• [Task statement]: Repeat the data below exactly. Include each line.

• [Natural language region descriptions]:
—————

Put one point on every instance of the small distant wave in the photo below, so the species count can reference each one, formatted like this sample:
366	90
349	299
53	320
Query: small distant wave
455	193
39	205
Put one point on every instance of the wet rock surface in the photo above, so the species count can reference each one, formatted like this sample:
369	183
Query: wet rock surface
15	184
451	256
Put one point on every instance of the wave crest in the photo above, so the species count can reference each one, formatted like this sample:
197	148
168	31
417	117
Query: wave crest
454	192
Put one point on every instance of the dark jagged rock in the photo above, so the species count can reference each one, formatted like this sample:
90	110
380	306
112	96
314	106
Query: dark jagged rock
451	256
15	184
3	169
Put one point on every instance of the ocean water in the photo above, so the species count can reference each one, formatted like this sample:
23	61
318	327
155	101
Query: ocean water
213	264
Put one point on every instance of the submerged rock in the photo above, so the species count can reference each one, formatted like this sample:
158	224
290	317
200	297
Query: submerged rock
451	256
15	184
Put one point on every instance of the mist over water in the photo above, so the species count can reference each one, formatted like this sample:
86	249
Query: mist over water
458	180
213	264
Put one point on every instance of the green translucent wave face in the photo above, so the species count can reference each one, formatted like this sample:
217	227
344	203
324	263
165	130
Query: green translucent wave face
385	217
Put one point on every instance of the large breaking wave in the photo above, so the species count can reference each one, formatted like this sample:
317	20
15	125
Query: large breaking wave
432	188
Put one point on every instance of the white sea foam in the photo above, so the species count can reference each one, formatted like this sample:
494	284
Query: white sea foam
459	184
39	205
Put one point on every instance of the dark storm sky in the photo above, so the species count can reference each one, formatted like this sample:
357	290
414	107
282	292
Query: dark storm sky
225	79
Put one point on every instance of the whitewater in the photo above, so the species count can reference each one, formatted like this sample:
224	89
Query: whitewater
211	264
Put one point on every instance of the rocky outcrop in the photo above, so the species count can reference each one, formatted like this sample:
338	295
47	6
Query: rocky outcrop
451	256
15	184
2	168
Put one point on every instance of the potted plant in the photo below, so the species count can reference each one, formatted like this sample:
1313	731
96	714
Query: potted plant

—————

• [Exercise result]:
Put one point on every instance of the small distant wave in the photo below, so the species count can reference each one, formatted like this sample:
366	90
349	299
53	320
Query: small distant wave
455	193
39	205
Put one point on every instance of the wet rock surface in the photo above, so the species count can reference each one, formatted like this sample:
369	183
Query: wet rock surface
15	184
451	256
Put one point on every instance of the wave crest in the photo above, so the species count can reference each one, formatted like this sample:
197	148
168	31
417	117
Query: wave crest
454	192
Put one point on every instance of the dark jagged rock in the photo above, so the species count can reference each one, formatted like this sample:
90	110
380	306
112	96
314	106
Query: dark jagged rock
451	256
15	184
3	169
Put one point on every instance of the ocean water in the photo above, so the species count can reference each one, formatted like this sample:
23	61
318	327
155	101
Query: ocean water
213	264
Put one point on every instance of the submerged rock in the photo above, so the species count can reference each one, formatted like this sample:
158	224
290	317
200	297
Query: submerged rock
451	256
15	184
Put one point on every instance of the mist over water in the photo above, so the species count can reference each one, formatted like this sample:
86	249
Query: mist over water
458	180
213	264
Put one point on every instance of the green translucent wave face in the photo above, so the species count can reference each one, formatted like this sample:
217	227
344	203
324	263
165	130
Query: green translucent wave face
385	217
Put one point on every instance of the large breaking wave in the photo above, so the species count can reference each one, formatted like this sample:
317	20
15	125
Query: large breaking wave
432	188
Put one point on every instance of the white sea foam in the photo above, so the species count can reference each one, formatted like this sample:
494	284
Query: white sea foam
459	184
39	205
Put one point on every instance of the dark storm sky in the photo above, so the species count can reference each one, formatted like this sample:
357	290
414	107
282	292
Query: dark storm sky
225	79
Put one point on every instance of the whitewater in the photo above, so the species count can reference each one, formatted like this sample:
224	89
Query: whitewater
211	264
Put one point on every instance of the rocky outcrop in the photo above, so the species count can reference each one, formatted like this sample:
338	295
47	6
Query: rocky outcrop
451	256
15	184
2	168
Put one point on every instance of the potted plant in the photo below, so the species count can reference each one, formatted like this sample:
1313	731
96	714
Query: potted plant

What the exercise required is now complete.